▸ **Entries provided**:
•••••

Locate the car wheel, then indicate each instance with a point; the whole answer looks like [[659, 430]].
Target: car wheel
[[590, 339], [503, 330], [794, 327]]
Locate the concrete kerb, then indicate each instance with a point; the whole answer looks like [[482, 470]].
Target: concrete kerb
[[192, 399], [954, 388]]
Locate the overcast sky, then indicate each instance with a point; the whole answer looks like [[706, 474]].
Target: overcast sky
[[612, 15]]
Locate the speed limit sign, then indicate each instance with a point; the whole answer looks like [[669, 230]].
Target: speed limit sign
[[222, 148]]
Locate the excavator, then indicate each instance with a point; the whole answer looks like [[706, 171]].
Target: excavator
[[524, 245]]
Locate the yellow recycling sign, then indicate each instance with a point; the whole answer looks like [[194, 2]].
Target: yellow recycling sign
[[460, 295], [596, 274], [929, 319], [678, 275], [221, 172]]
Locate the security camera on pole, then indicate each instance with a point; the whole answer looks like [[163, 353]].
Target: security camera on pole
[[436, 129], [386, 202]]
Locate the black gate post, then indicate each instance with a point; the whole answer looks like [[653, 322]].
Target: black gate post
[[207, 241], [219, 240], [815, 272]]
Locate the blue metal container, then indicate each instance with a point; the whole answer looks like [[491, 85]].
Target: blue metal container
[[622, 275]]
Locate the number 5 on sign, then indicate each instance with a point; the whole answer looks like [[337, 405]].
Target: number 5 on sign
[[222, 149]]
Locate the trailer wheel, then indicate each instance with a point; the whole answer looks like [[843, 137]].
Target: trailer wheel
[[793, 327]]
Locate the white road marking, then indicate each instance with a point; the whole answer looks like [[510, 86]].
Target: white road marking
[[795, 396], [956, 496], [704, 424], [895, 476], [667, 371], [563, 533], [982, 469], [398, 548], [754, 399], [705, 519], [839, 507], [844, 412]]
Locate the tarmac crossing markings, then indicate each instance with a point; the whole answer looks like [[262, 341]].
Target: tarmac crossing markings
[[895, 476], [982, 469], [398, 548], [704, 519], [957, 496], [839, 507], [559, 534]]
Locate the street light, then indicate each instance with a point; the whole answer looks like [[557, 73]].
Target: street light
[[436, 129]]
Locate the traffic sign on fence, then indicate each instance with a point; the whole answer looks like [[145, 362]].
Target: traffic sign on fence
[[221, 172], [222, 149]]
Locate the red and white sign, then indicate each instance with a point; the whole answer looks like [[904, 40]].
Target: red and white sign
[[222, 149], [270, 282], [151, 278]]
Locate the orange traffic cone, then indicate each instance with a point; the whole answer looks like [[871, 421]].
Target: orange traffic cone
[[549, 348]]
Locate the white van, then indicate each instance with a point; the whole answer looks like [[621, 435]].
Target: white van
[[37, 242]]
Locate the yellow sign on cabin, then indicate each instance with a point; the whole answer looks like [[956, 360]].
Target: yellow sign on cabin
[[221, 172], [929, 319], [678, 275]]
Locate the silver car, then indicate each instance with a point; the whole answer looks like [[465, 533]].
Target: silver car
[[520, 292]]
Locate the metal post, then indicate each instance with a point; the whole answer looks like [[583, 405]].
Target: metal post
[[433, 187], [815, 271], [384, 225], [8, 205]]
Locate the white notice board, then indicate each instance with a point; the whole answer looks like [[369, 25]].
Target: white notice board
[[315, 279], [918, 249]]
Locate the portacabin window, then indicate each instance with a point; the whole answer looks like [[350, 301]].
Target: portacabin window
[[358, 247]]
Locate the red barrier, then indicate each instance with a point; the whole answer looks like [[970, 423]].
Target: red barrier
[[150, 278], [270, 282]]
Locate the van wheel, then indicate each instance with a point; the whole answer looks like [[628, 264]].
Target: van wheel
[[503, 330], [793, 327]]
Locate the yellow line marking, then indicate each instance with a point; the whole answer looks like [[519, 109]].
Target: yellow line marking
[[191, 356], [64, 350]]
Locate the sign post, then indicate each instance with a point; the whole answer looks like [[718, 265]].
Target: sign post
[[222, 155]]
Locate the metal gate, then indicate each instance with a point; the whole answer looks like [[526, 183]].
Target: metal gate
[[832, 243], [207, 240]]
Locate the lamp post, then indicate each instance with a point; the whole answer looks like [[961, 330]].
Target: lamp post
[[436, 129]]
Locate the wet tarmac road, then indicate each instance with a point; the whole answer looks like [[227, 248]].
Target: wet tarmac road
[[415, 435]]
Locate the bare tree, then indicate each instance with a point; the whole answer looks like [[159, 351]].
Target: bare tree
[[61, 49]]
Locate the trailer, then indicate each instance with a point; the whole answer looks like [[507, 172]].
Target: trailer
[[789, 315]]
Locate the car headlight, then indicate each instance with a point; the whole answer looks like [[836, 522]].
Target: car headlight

•••••

▸ **Work instructions**:
Each line of the data should be given back exactly.

▸ **Task answer**:
Locate the car wheel, then indicate each instance with a point; the whole answer looks like [[659, 430]].
Target: car wheel
[[590, 339], [503, 330], [794, 327]]
Locate the concrete kerb, then indicate each instance with a point; the whole answer looks like [[482, 470]].
Target: concrete kerb
[[192, 399], [954, 388]]
Locate the overcast sky, then indicate each instance with a point; the whole answer looks like [[706, 474]].
Target: overcast sky
[[612, 15]]
Locate the speed limit sign, then indicate each instance with a point; the whole answer looks like [[669, 230]].
Target: speed limit sign
[[222, 148]]
Locate the excavator, then indicate each instance with a point; the whole answer looks like [[706, 171]].
Target: excavator
[[524, 245]]
Locate the yellow recycling sign, then indicate each instance with a point; the whole answer looks like [[194, 2]].
Target: yellow recycling sign
[[460, 295], [596, 274], [929, 319], [678, 275], [221, 172]]
Locate the security camera on pole, then indicate each instance with a point; the whole answer looks like [[163, 353]].
Target: security camera on pole
[[436, 129], [386, 202]]
Locate the black gate post, then indicate each instance with a point; the whole answer looks like [[653, 322]].
Target: black gate post
[[207, 241], [219, 240], [815, 272]]
Locate the blue metal container, then indicate each instance with a point; the whole answer looks like [[491, 85]].
Target: blue metal container
[[622, 275]]
Locate the number 5 on sign, then indicate each instance with a point; the whole answer looks like [[337, 405]].
Target: number 5 on sign
[[222, 149]]
Locate the trailer wheel, then indicate each instance with a point; the whole answer looks like [[843, 137]].
Target: trailer wheel
[[793, 327]]
Locate the white road marking, then indicate each instance with a point; the whole answer looks like [[510, 86]].
Target: white road marking
[[795, 396], [956, 496], [704, 424], [895, 476], [667, 371], [563, 533], [982, 469], [398, 548], [754, 399], [705, 519], [839, 507], [844, 412]]
Locate the tarmac crossing markings, then indicate each instance with a point; the whole answer looks like [[262, 341]].
Target: tarmac crossing markings
[[895, 476], [982, 469], [398, 548], [704, 519], [957, 496], [839, 507], [559, 534]]
Locate the street light, then indicate each instance with a point; the whole answer looks like [[557, 73]].
Target: street light
[[436, 129]]
Locate the traffic sign on fence, then indicate each instance with a point; the whole answer looks like [[145, 362]].
Target: traffic sign on fence
[[221, 172], [222, 149]]
Locate the red and white sign, then indicate each instance with a point; the whole answer looks like [[904, 40]].
Target: red and white sign
[[222, 149], [270, 282], [151, 278]]
Locate the orange traffic cone, then indicate each instance with a point; the whole answer looks like [[871, 421]].
Target: orange traffic cone
[[549, 348]]
Locate the white van, then indicate each instance with a point; the whole answer looks like [[621, 435]].
Target: white van
[[37, 242]]
Locate the yellow sign on cabin, then indicate each instance with a point; the whole answer looks like [[956, 360]].
Target: yellow sign on cabin
[[221, 172], [929, 319], [678, 275]]
Locate the silver car, then indicate each instance with a point; the whole answer looks like [[465, 533]].
Target: silver car
[[520, 292]]
Locate the metal post, then indicate each instance with a point; the whole answer looks like [[583, 405]].
Target: metal post
[[433, 187], [815, 271], [384, 225], [8, 205]]
Locate the white notice board, then indicate each instance with a point; the whole answer looks like [[369, 25]].
Target: white notice board
[[315, 279], [918, 249]]
Locate the portacabin window, then indicate each instance with a point; the whole answer looks like [[350, 301]].
Target: portacabin window
[[358, 247]]
Locate the red barrier, then indicate each instance with a point; the whole answer looks like [[970, 423]].
Target: red barrier
[[150, 278], [270, 282]]
Locate the van wheel, then indicate each instance with a point; the whole answer looks like [[628, 264]].
Target: van wheel
[[503, 330], [793, 327]]
Locate the yellow line marking, then indicate each instance with a point; the whole answer looks like [[519, 109]].
Target: yellow line marking
[[191, 356], [64, 350]]
Locate the sign post, then indicate each instance with a point; the whole answer looks like [[718, 265]].
Target: sign post
[[222, 155]]
Locate the metal gate, then indicate each instance with a point; the whole answer looks like [[526, 183]].
Target: metal gate
[[832, 243], [207, 240]]
Locate the lamp post, then indicate each instance with a point; the whole answer looks like [[961, 330]].
Target: lamp post
[[436, 129]]
Locate the wet tarmac road, then indicate each instance with a point; the whole answer looks like [[227, 248]].
Target: wet tarmac road
[[415, 435]]
Locate the bare tree, then indicate each instance with a point; the whole answer looks like [[159, 351]].
Target: bare tree
[[61, 49]]
Locate the trailer, then indicate each instance with a point; the whole answer looks like [[507, 172]].
Target: trailer
[[789, 315]]
Locate the car headlight, then indicate each instance with a point; the whole answer looks like [[836, 522]].
Target: car headlight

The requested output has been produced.